-- Start of Selected text --
My best guess is that this is a Coppersmith/Howgrave-Graham [HG] style attack.
The crucial difference between this and previous attacks is that the problem
results from poor prime selection algorithms, not limited entropy. Briefly:
patterns in the low-order bits of N appear in the high-order bits of p (since
N=p*q), Coppersmith allows factoring if you guess sufficient high-order bits
of p correctly.

So far the results I'm seeing appear to be cryptographically catastrophic but
not so much operationally catastrophic. (please don't interpret this as me
speaking ill of the paper: the paper is awesome) The range of real keys I've
seen is currently between $40k and $4T (yes, trillion). That's pretty bad if
you're running a company CA off of a $40k key, but probably not so bad you
can't afford to wait for a replacement in most cases. If the fingerprints are
to be believed, some keys can be factored in a matter of hours -- but I have
no idea yet what the distribution of those keys is (i.e. is it 1 in 10 or 1 in
10k?).

As usual, the issue here is different with signing keys and encryption keys.
If you're not using forward-secure ciphersuites and merely signing with a
smartcard key (as you typically would be with smartcard-powered SSH or TLS)
-- End of Selected text --
-- Start of Given data --
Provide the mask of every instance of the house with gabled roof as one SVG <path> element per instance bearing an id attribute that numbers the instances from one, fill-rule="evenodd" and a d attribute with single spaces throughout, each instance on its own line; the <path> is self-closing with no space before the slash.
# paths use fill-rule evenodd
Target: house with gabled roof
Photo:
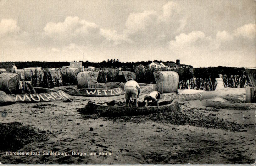
<path id="1" fill-rule="evenodd" d="M 153 67 L 154 68 L 160 68 L 160 64 L 158 62 L 153 62 L 149 65 L 149 68 Z"/>
<path id="2" fill-rule="evenodd" d="M 165 68 L 167 69 L 176 69 L 178 68 L 178 65 L 174 63 L 160 63 L 161 67 Z"/>

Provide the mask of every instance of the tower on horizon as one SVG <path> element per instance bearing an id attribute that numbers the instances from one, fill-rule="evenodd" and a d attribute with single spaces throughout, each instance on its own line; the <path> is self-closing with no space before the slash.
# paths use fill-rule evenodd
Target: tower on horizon
<path id="1" fill-rule="evenodd" d="M 176 65 L 178 65 L 178 67 L 180 66 L 180 59 L 177 59 L 176 60 Z"/>

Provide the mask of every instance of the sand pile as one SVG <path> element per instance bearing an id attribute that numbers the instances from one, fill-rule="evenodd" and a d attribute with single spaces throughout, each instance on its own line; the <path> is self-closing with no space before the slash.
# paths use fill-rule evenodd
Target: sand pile
<path id="1" fill-rule="evenodd" d="M 0 123 L 0 150 L 14 152 L 31 142 L 45 140 L 45 135 L 19 122 Z"/>
<path id="2" fill-rule="evenodd" d="M 211 111 L 212 110 L 209 109 L 208 111 Z M 206 115 L 195 109 L 184 110 L 181 112 L 156 113 L 147 116 L 122 117 L 114 118 L 109 118 L 107 119 L 114 120 L 114 122 L 130 122 L 138 123 L 151 120 L 176 125 L 188 125 L 232 131 L 247 131 L 244 130 L 245 127 L 243 125 L 216 117 L 214 112 Z M 173 129 L 175 130 L 175 129 Z"/>

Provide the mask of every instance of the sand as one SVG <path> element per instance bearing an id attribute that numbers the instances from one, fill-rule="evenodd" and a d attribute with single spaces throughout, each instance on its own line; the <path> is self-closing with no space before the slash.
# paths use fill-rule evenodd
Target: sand
<path id="1" fill-rule="evenodd" d="M 1 146 L 0 162 L 253 163 L 256 149 L 255 104 L 243 103 L 245 89 L 218 88 L 208 92 L 214 95 L 212 98 L 179 102 L 180 112 L 143 116 L 107 118 L 86 116 L 77 111 L 89 101 L 123 101 L 124 95 L 75 96 L 70 103 L 56 101 L 1 106 L 1 111 L 7 115 L 0 117 L 0 138 L 2 142 L 11 141 Z M 142 88 L 139 100 L 142 101 L 143 95 L 152 88 Z M 13 135 L 15 136 L 12 137 Z M 7 155 L 6 151 L 12 149 L 40 151 L 41 154 Z M 68 152 L 69 155 L 42 154 L 48 151 Z M 72 152 L 88 153 L 80 156 L 72 155 Z M 109 155 L 99 155 L 100 152 Z M 96 155 L 90 155 L 90 152 Z"/>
-- End of Given data --
In the post on the prime-selection attack, what range of costs does the writer report for the real keys seen so far? The material was taken from a separate source.

Between $40k and $4T.